-- start Reading text --

My posts below are not needed for the review of this PR

df.attrs is not available anymore; I opened an issue here: dask/dask#11146.

Now some details regarding the behavior with .attrs that I didn't manage to address. I will write a preliminary explanation, but I plan in a few weeks to try to give a second stab at the problem and report it with accuracy to the Dask devs (edit 1 month later: had a discussion at EuroSciPy on this with pandas devs, it would be good to try to fix this in pandas, I won't have time now; edit 5 months later: I didn't find the time to give a second pass and ended up disabling the new optimizer by default. Getting back to this now because the old optimizer just got deprecated) CC @giovp @kevinyamauchi @melonora, and also @ivirshup.

  • Dask added support for .attrs with this small PR https://github.com/dask/dask/pull/6742/files. With dask-expr the attribute has been removed (Dask 2024.5.1 removed .attrs dask/dask#11146).
  • The reason why it has been removed it's that in pandas, the semantic for .attrs is not clearly defined, especially around copy-on-write (DEPR: attrs pandas-dev/pandas#52166), and this made it difficult to operate on it in dask-expr.
  • Naively, I thought that re-adding the support for it would have been as simple as adding an extra attribute to a container class, but it was not, for the following reasons (pointed out by the core devs):
    • There is no stable container (denoted as collection in the codebase); instead the expressions are used to create the collections on the fly in many parts of the code;
    • The underlying expression may change/reshuffle when .optimize() is called, and this function is called in several place, in particular in .compute().

-- end Reading text --

◆ What you will do
• a. In the comment on Dask's .attrs support, why was .attrs removed with dask-expr? Please answer in one to three sentences.
• b. According to the comment on Dask's .attrs support, which Dask release removed .attrs?
• c. Carry on writing the comment on Dask's .attrs support, starting after its last sentence.
The entries that come next have no connection to the text.

-- start Given entries --

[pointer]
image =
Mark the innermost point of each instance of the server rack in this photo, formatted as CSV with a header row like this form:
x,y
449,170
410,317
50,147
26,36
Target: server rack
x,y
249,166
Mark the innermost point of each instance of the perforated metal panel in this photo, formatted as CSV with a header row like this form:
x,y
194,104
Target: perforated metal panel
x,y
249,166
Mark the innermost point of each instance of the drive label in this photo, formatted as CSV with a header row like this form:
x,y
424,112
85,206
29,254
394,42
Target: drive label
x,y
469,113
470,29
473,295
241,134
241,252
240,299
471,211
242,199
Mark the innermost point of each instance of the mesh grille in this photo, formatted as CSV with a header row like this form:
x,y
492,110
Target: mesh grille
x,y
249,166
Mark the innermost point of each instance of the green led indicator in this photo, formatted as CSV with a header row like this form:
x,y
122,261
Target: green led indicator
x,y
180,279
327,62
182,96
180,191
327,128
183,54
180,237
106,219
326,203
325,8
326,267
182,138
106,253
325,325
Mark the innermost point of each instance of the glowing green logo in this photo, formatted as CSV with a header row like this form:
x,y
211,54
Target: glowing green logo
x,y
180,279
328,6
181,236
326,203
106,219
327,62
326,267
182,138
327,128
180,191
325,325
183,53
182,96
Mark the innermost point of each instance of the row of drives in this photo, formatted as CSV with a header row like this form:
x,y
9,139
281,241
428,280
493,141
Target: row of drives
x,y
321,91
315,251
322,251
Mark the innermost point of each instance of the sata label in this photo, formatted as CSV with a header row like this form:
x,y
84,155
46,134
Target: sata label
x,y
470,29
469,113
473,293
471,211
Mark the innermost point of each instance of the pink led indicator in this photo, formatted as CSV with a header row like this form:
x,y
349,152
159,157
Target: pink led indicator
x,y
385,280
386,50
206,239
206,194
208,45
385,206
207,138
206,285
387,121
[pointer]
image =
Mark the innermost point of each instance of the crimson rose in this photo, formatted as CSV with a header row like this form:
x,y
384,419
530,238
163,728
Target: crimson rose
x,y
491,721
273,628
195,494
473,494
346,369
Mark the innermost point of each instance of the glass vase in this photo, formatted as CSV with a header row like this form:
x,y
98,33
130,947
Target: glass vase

-- end Given entries --

◆ Task-by-task answers
• a. It was removed because pandas does not clearly define the semantics of .attrs, especially around copy-on-write. That made it difficult to handle in dask-expr.

• b. Dask 2024.5.1.

• c.
I still thought that one could have easily stored the .attrs inside an expression and, in the case in which .optimize() is called, pickup any of the .attrs available (most of the time there would just be one attrs), but this is not possible because of how the class Expr is designed as I will now explain.

The class Expr https://github.com/dask/dask-expr/blob/main/dask_expr/_core.py#L45, if I understood it correctly, uses a class variable _instances that stores references to expressions by indexing them using an hash (see the _name property https://github.com/dask/dask-expr/blob/cb121cddb7fd4682a232ccfbf3927185d4f7465b/dask_expr/_core.py#L458). In dask, the .attrs is not used to compute this hash, which means that KEY point here:

if I initialize a Dask dataframe calling from_pandas(), and I set the .attrs values to something, and then I call again from_pandas() on a copy of the pandas dataframe, the newly returned Dask dataframe will have the same .attrs of the first object!

The implication of this is that when .optimize() is called, one can't simply pick-up any of the .attrs that is found in the new optimized graph, because the new dask graph may have subcomponent that existed before in Expr._instances (referring to old objects). Practically in the spatialdata codebase I tried this and I was getting dask dataframe (=points objects) with transformations belonging to entirely distinct objects.

I tried a bunch of experiments, here are some of them: changes in the dask repository to include .attrs in the computation of the hashes for Expr._instances. And here are some changes in the dask-expr repository to try to re-enable .attrs in dask-expr.

The tests that I created pass (they should live in dask, not in dask-expr but it was convenient to have them there), but some "real-world" tests in spatialdata still don't pass, because sometimes the .attrs get shared across different objects. This should not happen because I changed the hashes to include attrs, but maybe in pandas the .attrs are passed by reference instead of being copied sometimes, and this leads to the computation of an hash with the attrs from another object.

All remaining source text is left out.